Top of SUPPLIED TEXT
Champ d’Or, a lavish, 50,000-square-foot French chateau-style mansion in Denton County, is being marketed as a wedding and event center, and some homeowners who live near it are none too happy about the new plans.
The roughly 40-acre estate in Hickory Creek near Lewisville has been rebranded as The Olana, a wedding and event venue from Walters Hospitality.
Officials with Walters Hospitality did not return a phone call requesting comment about the plans for the property.
To take a photo tour of the property, click here.
Developers with the owners, KSW Holding Hickory Creek LP, are seeking a zoning change from the town of Hickory Creek for the new use. The plan calls for construction of two hotels, a restaurant, a bar and a salon and spa on the property, which was first reported on Candy's Dirt.
The zoning change is up for a vote of the Town Council on June 18 after multiple public hearings in which owners of surrounding homes have protested that they don’t want the commercial development in their neighborhood. Most of the concerns center around noise and traffic.
Plans presented at a June 5 public hearing show two hotel buildings designed to look like large private residences, keeping with the mansion's architectural style, and a new glass enclosure built at the back of the mansion as a reception space. The enclosure and two chateaus will keep sound and light from affecting the neighborhood of Steeplechase North, which sits directly west of the property, according to the plans submitted to the town.
Champ d’Or, once priced at $72 million, is appraised at $7.35 million, according to Denton Central Appraisal District, which lists the property’s total improved area at 50,740 square feet.
The property on Turbeville Road was purchased by KSW Holding Hickory Creek last year for a sales price listed as “unavailable,” according to appraisal district records. The last time it sold for a listed price was in 2012, for $6 million, appraisal district records show.
Champ d’Or, which translates to "Fields of Gold,” was originally built starting in 2000 by CellStar Corp. founder Alan Goldfield and his wife, Shirley, as an homage to Chateau de Vaux-le-Vicomte near Paris. It is one of the largest houses in Texas and is one of the grandest residences in the country.
The Goldfields lived in the chateau for only about two years following the completion of the project in 2006.
Since the Goldfields left the chateau, it remained vacant until it was acquired by the Tabani family in 2012.
The estate was once the lone structure in the vicinity, but now has homes nearby, including a community of houses across the street selling in the $500,000 range.
Bottom of SUPPLIED TEXT
Top of EXCERPTED DATA
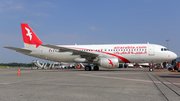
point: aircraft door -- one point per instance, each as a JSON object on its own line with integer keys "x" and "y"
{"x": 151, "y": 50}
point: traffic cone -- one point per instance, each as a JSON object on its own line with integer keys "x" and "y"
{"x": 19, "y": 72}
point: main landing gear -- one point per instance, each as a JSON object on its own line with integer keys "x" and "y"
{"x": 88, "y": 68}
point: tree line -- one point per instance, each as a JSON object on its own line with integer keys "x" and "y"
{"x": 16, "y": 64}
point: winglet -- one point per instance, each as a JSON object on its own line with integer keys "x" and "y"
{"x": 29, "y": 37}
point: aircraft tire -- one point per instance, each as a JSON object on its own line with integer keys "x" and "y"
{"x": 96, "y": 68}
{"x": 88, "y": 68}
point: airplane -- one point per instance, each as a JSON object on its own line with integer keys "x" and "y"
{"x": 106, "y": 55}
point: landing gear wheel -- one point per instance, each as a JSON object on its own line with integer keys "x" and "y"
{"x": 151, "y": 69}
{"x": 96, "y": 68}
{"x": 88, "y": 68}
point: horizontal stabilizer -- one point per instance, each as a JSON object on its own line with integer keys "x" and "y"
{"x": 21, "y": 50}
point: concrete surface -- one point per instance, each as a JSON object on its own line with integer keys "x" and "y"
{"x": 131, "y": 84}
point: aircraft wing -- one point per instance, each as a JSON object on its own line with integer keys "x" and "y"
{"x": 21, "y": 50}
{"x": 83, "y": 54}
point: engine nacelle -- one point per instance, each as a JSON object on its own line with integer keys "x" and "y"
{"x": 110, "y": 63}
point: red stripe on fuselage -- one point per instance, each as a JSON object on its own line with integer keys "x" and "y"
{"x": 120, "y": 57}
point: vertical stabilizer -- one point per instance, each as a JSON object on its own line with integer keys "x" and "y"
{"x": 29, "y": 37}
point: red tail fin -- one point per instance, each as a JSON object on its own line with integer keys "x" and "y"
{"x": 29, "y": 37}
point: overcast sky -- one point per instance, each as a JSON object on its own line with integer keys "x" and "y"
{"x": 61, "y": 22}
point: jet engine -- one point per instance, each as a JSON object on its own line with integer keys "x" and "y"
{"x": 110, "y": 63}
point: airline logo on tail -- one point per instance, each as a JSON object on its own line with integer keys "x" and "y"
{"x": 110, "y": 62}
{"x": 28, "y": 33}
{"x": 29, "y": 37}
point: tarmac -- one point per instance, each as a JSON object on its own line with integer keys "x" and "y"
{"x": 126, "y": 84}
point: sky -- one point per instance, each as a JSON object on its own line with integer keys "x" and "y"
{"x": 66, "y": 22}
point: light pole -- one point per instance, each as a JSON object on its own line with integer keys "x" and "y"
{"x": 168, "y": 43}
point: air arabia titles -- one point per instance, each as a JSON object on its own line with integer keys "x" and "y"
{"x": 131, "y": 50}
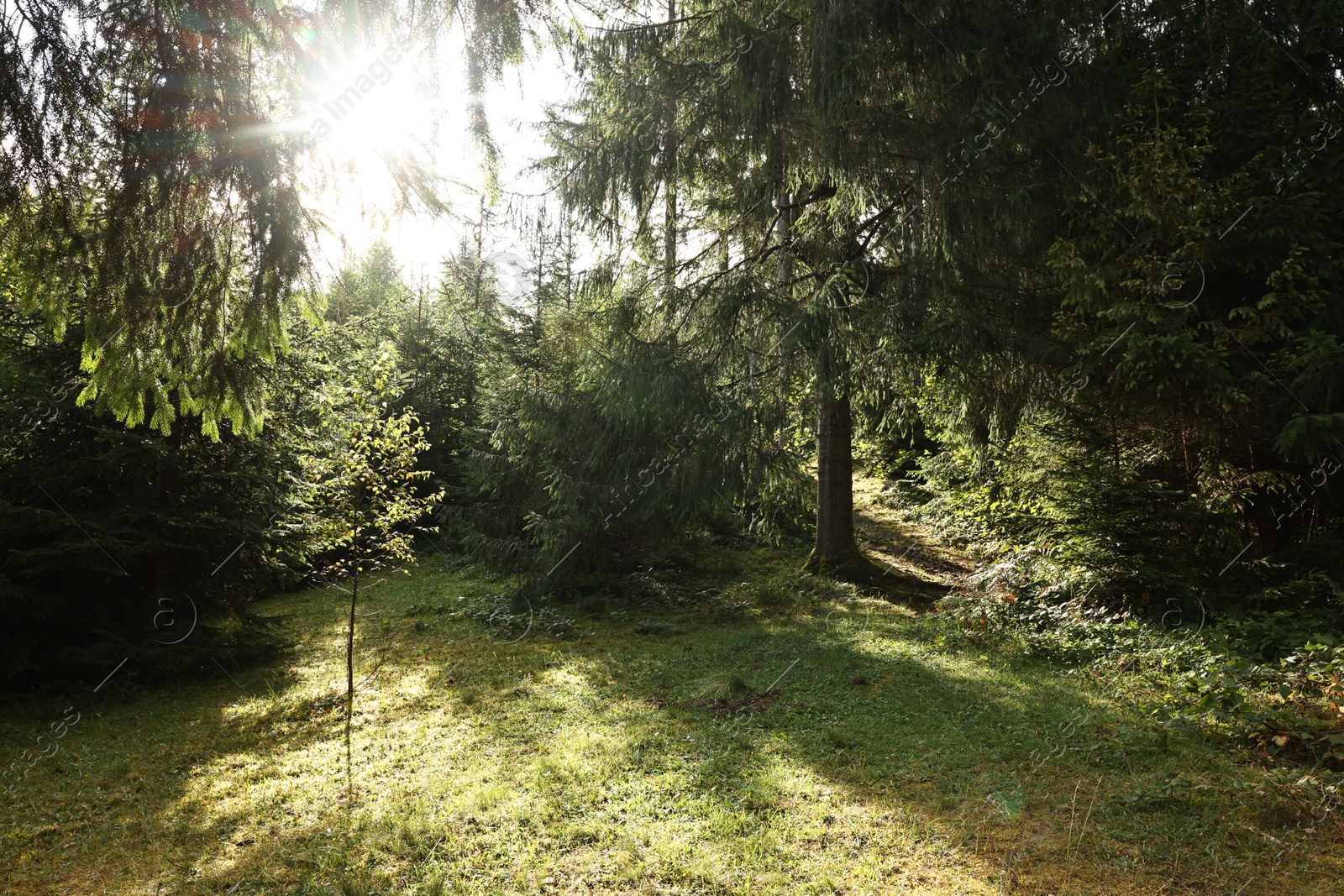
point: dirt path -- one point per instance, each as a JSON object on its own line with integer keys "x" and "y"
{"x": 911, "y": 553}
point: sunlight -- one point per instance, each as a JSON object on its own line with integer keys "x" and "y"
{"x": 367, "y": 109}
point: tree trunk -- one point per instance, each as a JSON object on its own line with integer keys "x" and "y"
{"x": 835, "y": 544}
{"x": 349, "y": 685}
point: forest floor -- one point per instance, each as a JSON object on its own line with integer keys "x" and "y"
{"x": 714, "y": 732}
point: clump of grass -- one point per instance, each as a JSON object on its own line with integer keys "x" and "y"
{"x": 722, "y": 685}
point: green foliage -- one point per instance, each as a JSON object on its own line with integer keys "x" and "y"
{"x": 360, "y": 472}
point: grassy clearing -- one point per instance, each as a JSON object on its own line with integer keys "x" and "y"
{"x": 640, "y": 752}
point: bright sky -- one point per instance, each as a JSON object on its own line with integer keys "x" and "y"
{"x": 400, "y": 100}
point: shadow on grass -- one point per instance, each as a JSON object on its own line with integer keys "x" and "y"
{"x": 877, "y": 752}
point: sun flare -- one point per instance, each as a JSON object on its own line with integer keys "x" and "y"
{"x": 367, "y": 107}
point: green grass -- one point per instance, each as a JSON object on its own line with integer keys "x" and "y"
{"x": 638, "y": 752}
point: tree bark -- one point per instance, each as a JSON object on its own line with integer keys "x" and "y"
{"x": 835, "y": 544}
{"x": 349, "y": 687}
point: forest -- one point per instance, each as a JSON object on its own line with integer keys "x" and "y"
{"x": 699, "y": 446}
Bottom of EXCERPTED DATA
_WHAT YOU NEED TO DO_
1) In the article on Champ d'Or, what is the mansion's appraised value according to Denton Central Appraisal District?
2) Retype the Champ d'Or article word for word, from "Champ d’Or, once" up to and including "district records show.".

_COMPLETED EXERCISE_
1) $7.35 million

2)
Champ d’Or, once priced at $72 million, is appraised at $7.35 million, according to Denton Central Appraisal District, which lists the property’s total improved area at 50,740 square feet.
The property on Turbeville Road was purchased by KSW Holding Hickory Creek last year for a sales price listed as “unavailable,” according to appraisal district records. The last time it sold for a listed price was in 2012, for $6 million, appraisal district records show.